**Data to use**.

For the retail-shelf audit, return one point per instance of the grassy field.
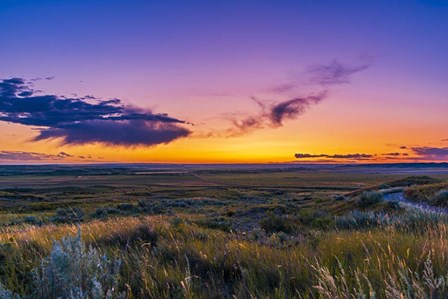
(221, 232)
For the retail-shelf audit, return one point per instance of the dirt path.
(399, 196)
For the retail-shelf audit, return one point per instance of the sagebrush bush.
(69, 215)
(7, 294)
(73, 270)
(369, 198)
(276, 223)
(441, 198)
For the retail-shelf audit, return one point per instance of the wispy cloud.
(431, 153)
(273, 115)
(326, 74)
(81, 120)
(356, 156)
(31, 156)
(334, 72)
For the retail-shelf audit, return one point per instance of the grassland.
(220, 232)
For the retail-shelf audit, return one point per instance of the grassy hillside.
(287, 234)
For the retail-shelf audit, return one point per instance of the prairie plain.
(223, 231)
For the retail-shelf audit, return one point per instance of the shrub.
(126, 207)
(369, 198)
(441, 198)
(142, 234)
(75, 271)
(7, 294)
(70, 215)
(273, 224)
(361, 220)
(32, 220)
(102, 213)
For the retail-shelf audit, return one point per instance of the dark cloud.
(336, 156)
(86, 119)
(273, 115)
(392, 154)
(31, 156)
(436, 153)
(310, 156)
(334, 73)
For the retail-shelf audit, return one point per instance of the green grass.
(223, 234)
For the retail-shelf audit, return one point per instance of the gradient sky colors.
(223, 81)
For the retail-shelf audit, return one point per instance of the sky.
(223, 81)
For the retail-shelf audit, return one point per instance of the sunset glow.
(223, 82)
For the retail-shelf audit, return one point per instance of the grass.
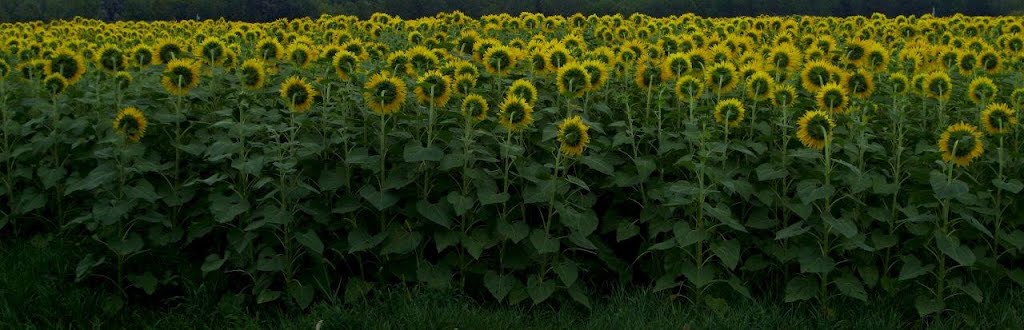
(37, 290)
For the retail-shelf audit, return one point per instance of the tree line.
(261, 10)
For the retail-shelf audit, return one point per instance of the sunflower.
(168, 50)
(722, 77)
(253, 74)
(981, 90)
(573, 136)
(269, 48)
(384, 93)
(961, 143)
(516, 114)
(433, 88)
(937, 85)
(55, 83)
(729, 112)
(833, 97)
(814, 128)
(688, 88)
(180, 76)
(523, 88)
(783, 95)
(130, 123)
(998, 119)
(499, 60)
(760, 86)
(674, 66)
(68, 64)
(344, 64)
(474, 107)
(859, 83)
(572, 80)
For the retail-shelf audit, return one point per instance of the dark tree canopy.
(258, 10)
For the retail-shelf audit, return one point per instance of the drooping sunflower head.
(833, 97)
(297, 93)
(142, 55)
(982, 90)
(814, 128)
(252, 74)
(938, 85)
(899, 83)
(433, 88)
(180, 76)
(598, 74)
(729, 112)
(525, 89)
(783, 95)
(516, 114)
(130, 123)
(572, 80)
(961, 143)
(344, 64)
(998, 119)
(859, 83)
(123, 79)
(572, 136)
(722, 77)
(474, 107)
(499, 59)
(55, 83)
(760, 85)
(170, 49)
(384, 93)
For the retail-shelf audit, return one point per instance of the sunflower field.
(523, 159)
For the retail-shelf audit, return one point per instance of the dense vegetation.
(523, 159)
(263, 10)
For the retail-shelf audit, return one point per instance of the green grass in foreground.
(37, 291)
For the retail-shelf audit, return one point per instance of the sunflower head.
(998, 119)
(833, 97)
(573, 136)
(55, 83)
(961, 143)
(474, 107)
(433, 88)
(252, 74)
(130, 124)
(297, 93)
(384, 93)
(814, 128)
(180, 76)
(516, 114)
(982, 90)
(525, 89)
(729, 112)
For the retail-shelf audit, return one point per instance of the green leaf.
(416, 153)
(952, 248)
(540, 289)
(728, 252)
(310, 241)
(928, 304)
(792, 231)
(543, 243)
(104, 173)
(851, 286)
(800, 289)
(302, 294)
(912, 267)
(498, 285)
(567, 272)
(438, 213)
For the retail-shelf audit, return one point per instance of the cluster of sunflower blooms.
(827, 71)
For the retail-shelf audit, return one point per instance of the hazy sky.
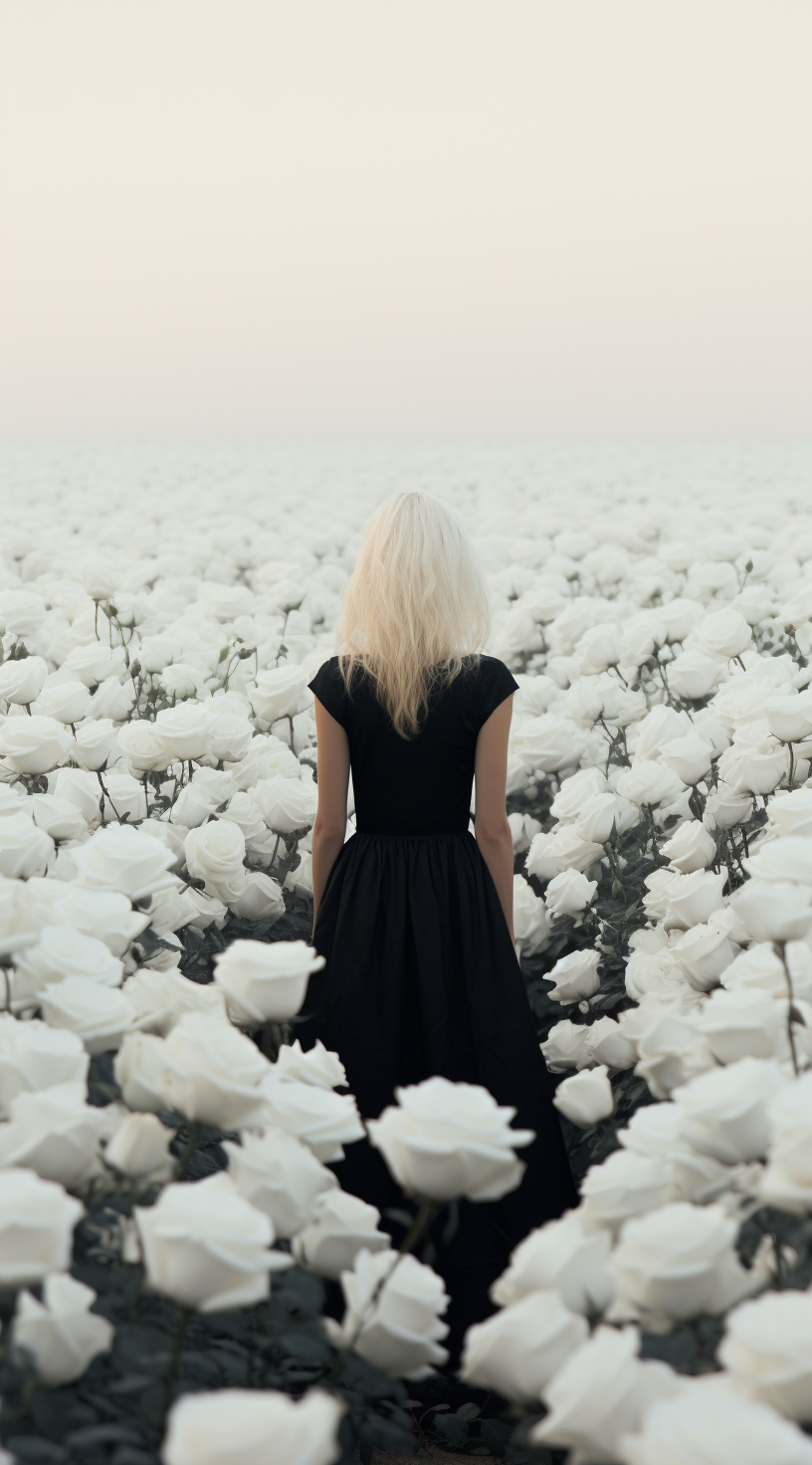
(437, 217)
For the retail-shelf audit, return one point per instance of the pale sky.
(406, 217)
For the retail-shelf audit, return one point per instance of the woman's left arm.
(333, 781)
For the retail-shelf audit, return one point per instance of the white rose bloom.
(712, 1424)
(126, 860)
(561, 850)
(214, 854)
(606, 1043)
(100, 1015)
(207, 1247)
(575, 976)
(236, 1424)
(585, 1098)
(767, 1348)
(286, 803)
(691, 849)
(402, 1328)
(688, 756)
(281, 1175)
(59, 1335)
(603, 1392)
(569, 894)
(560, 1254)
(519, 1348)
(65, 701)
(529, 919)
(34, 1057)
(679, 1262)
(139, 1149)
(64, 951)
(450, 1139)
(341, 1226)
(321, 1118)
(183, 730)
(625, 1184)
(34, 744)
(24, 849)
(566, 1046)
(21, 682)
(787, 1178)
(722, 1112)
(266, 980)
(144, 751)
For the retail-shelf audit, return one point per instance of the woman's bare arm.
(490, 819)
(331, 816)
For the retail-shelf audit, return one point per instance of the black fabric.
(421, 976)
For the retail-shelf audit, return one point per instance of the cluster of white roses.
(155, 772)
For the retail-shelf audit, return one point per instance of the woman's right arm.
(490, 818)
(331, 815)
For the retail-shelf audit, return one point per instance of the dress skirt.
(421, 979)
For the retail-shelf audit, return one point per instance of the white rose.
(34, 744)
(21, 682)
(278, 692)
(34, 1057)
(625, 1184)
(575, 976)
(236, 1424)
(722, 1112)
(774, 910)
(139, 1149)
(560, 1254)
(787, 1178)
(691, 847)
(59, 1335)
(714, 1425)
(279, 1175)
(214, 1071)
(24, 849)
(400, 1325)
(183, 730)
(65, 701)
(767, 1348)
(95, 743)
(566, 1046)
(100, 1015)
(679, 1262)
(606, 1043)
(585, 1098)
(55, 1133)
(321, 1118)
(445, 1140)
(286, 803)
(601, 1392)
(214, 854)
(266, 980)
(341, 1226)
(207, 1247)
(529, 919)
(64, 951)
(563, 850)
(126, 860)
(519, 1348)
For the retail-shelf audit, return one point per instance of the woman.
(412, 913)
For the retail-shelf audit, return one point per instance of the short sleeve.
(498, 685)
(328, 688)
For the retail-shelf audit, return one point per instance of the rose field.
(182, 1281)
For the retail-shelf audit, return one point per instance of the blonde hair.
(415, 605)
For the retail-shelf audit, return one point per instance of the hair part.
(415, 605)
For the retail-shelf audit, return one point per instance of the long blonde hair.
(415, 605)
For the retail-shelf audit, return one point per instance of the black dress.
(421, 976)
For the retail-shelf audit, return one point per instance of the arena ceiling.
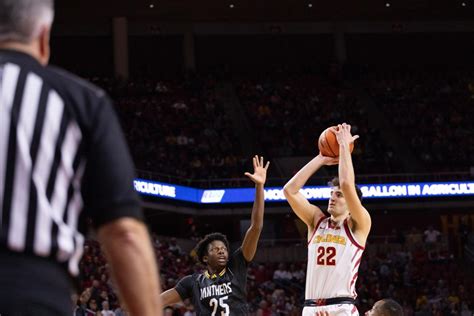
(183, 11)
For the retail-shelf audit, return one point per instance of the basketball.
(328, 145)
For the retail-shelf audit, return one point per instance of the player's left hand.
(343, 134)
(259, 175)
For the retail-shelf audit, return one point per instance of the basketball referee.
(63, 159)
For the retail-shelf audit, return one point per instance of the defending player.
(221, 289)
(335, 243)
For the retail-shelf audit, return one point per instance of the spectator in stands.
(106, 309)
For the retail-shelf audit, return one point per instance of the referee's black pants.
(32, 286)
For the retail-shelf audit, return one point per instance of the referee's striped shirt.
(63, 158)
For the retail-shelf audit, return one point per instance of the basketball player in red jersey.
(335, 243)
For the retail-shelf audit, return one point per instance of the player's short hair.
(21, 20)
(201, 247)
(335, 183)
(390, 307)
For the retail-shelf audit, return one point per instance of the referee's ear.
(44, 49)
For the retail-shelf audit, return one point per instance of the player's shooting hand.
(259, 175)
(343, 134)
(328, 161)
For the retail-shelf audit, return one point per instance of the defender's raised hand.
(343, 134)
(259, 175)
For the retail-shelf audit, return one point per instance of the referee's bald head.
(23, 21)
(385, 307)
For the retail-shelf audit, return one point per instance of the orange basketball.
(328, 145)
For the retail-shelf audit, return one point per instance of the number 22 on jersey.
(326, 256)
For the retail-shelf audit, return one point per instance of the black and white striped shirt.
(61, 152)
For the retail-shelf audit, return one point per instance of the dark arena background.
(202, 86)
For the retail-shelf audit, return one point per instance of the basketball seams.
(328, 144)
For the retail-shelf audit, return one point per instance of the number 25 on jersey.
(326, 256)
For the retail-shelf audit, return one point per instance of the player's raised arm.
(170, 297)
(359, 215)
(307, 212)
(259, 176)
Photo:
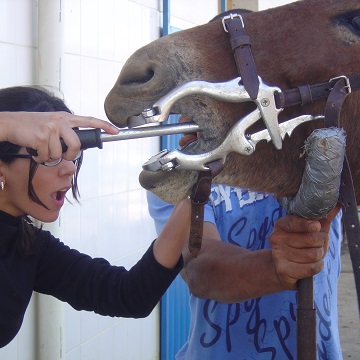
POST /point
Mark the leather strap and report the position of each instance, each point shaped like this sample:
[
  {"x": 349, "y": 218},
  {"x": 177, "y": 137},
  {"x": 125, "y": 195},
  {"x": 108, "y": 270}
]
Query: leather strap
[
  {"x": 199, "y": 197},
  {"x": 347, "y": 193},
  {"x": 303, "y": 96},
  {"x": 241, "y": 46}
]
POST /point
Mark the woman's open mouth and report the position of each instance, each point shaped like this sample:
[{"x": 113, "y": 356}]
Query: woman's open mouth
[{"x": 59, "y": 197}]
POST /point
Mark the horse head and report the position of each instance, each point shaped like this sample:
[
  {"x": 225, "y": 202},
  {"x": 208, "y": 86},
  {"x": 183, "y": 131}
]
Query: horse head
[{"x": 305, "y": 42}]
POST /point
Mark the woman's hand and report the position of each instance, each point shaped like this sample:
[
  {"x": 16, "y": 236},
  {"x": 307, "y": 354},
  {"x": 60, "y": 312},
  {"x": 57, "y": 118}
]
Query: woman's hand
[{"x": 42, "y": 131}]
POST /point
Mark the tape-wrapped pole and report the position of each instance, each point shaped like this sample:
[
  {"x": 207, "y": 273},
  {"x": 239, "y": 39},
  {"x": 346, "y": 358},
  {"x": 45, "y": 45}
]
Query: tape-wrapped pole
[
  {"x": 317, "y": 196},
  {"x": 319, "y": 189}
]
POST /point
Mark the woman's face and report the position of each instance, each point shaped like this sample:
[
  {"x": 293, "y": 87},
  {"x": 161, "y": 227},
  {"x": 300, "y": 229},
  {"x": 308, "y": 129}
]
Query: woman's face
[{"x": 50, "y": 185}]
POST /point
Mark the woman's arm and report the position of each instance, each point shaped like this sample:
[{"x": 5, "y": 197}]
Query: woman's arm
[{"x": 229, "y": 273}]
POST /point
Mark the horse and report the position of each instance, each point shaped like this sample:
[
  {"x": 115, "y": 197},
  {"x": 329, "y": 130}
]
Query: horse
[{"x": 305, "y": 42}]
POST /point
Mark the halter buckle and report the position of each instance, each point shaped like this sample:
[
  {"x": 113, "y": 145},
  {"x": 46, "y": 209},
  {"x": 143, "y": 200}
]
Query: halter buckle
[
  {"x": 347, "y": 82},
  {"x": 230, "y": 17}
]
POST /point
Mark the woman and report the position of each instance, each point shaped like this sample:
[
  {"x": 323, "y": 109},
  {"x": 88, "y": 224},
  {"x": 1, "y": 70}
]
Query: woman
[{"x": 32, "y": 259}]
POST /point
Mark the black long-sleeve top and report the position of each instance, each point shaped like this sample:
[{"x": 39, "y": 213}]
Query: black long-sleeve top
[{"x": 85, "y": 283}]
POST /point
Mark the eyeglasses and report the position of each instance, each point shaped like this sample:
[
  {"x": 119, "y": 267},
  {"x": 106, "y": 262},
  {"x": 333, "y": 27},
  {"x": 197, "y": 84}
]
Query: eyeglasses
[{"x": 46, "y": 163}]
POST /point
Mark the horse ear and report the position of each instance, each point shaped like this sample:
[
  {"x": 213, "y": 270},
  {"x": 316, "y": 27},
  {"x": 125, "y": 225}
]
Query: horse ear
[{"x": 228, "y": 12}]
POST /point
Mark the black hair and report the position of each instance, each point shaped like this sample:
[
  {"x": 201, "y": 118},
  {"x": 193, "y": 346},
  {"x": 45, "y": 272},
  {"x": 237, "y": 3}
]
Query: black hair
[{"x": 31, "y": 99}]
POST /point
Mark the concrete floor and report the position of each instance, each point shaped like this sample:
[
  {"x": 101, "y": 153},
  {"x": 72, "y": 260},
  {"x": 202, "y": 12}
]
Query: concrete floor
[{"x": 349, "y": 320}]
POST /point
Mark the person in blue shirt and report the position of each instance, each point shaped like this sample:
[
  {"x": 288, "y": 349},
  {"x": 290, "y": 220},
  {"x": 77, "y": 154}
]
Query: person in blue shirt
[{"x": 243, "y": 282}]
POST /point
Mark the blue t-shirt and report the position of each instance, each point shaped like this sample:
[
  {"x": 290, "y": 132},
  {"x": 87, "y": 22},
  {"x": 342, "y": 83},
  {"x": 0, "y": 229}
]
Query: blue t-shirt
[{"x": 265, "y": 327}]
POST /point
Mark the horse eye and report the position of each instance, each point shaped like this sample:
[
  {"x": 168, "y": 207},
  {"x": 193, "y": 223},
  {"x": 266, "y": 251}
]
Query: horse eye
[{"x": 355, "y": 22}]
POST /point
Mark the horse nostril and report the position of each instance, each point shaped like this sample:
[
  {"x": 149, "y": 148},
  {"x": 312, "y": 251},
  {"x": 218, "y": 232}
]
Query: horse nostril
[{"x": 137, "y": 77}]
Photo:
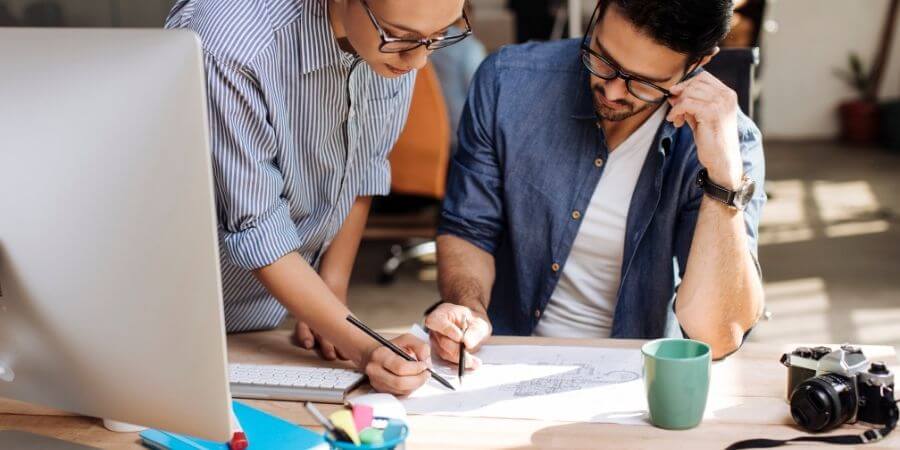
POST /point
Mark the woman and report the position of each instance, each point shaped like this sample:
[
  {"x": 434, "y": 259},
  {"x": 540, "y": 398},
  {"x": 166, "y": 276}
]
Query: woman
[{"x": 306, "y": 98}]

**What to produce**.
Your reply should consist solely of the lines from the one containing "Mark the horse eye" through the last line of the material, reproduced exactly and without pictures.

**Your solution**.
Mark the horse eye and report the position of each instance, each point shaped like this sample:
[
  {"x": 168, "y": 207},
  {"x": 193, "y": 223},
  {"x": 266, "y": 251}
]
Query: horse eye
[{"x": 355, "y": 22}]
POST /point
Mark the horse nostril and report the position of each instance, each point shaped like this sample:
[
  {"x": 149, "y": 148},
  {"x": 312, "y": 251},
  {"x": 218, "y": 232}
]
Query: horse nostril
[{"x": 137, "y": 77}]
Photo:
POST /point
Mark the woman and report the position of each instance, each point shaped like this sample:
[
  {"x": 434, "y": 259},
  {"x": 540, "y": 398},
  {"x": 166, "y": 276}
]
Query: woman
[{"x": 306, "y": 98}]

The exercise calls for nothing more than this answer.